* **Material for this task**:
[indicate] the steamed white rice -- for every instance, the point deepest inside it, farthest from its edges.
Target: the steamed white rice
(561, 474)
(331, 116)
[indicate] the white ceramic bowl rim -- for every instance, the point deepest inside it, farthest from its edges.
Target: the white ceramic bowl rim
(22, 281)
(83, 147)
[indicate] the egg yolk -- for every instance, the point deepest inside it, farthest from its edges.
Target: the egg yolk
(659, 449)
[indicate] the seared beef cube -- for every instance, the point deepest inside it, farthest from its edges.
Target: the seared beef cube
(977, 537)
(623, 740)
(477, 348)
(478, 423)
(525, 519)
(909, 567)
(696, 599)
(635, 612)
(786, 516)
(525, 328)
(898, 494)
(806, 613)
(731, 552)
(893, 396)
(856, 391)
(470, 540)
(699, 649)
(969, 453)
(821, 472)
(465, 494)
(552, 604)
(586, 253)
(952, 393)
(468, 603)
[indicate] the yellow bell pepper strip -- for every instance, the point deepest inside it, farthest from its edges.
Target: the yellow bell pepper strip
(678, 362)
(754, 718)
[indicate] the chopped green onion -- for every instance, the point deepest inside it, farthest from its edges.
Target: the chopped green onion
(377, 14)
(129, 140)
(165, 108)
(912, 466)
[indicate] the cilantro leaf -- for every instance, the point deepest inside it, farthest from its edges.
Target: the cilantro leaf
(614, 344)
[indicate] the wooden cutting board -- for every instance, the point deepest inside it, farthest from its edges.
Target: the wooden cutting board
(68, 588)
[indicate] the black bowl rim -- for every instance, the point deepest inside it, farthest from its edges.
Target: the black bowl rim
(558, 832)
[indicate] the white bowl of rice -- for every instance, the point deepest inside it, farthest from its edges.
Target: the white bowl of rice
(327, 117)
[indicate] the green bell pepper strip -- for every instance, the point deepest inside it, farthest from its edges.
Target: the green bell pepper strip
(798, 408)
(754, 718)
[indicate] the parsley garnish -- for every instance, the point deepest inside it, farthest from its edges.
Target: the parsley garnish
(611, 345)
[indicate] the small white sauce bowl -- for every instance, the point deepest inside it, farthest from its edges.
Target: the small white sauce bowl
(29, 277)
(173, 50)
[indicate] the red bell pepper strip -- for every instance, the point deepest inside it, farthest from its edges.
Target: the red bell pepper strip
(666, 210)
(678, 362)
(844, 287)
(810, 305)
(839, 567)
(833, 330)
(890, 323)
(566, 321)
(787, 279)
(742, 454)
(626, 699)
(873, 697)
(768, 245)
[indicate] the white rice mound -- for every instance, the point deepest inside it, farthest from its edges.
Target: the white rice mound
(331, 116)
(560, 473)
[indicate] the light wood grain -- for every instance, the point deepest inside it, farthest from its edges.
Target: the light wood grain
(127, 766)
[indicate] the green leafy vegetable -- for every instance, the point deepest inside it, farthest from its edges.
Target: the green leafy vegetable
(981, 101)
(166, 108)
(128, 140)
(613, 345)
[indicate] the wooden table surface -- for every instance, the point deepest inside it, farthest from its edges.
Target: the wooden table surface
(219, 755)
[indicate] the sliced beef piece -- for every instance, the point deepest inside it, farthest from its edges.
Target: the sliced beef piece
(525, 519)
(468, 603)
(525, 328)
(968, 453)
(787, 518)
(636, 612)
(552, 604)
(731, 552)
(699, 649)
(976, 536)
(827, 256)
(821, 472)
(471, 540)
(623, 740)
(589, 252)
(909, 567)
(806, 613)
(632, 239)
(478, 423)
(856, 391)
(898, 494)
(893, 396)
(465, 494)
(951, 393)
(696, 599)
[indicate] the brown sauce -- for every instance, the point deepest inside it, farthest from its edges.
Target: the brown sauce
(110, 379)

* **Problem to work on**: Only the lines from the beginning of the entries through the line bearing "[indicate] the black" should be returned, each exactly as written.

* **Exercise answer**:
[indicate] the steamed white rice -- for every instance, the point deepest inside it, farthest from its edges.
Target: the steamed white rice
(561, 474)
(331, 116)
[indicate] the white ceramic bowl rim -- for every instance, the point deepest inside it, farthest from its edges.
Target: the white ceramic bowl rim
(22, 281)
(83, 147)
[indicate] the egg yolk -- for every instance, the point deepest inside it, farthest from its edges.
Target: the egg yolk
(659, 449)
[indicate] the seared beef cube -- for every instance, the point deepest inside it, farthest from its edges.
Target: the seared beef cube
(977, 537)
(623, 740)
(477, 348)
(478, 423)
(525, 519)
(909, 567)
(696, 599)
(635, 612)
(786, 516)
(525, 328)
(898, 494)
(806, 613)
(731, 552)
(893, 396)
(856, 391)
(470, 540)
(699, 649)
(969, 453)
(821, 472)
(465, 494)
(552, 604)
(586, 253)
(952, 393)
(468, 603)
[indicate] the yellow bell pepper strip -- for every instance, the point deepest inside it, farthest from its edges.
Target: the yellow bell pepper strip
(678, 362)
(754, 718)
[indicate] the chopped green onion -- for every instance, the point deepest inside it, farthest from its edges.
Target: the chopped green onion
(377, 14)
(129, 140)
(165, 108)
(912, 466)
[indicate] the cilantro leaf -- for every instance, the point deepest inside it, farthest from its edges.
Target: the cilantro leaf
(614, 344)
[indicate] the wooden cutting board -- for every instance, the point deepest inside it, farthest from its edges.
Target: the wooden cutting board
(68, 588)
[indicate] the black bowl rim -- for every instance, the point deepest inside it, farthest from its edges.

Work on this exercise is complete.